**PASSAGE GIVEN**
— BEGIN —

I've been listening to various discussions, on the radio, or rather not discussions but exchanges of firmly held non-negotiable views, about Obama and his speech on Afghanistan. No one seems fully satisfied.
Those who support Obama's decision to send 30,000 more troops mostly dislike the announced pull-out of all American troops from Afghanistan after eighteen months, though since the speech was delivered, that promise has been glossed by Secretary Gates and others. Admiral Mullen, for example, on CBS News, said this: "It's very clear that the president has given us guidance that in July of 2011, we'll start to transition security responsibility to the Afghan national security forces," Mullen told "Early Show" co-anchor Harry Smith. "There's no determination of how long that will take... There's no specific guidance with respect to how many. It could be very few, it could be a large number."

— END —

**ACTIONS TO TAKE**
1 – Answer these about the passage on Obama's Afghanistan speech:
(a) Where did the writer hear the exchanges of views?
(b) How many more troops did Obama decide to send?
(c) According to Mullen, when will the transfer of security responsibility to Afghan forces begin?
2 – Name every person mentioned in the passage on Obama's Afghanistan speech.

**GIVEN RECORDS**

— BEGIN —

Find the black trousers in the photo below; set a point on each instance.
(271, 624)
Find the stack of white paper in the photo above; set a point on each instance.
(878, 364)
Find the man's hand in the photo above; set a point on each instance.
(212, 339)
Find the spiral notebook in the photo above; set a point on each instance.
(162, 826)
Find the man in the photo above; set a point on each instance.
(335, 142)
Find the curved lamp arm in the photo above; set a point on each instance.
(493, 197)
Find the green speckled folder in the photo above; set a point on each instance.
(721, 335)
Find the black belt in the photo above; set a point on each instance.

— END —

**ANSWERS TO THE EXERCISES**
1 –
(a) On the radio.
(b) 30,000.
(c) In July of 2011.

2 – Obama, Secretary Gates, Admiral Mullen, Harry Smith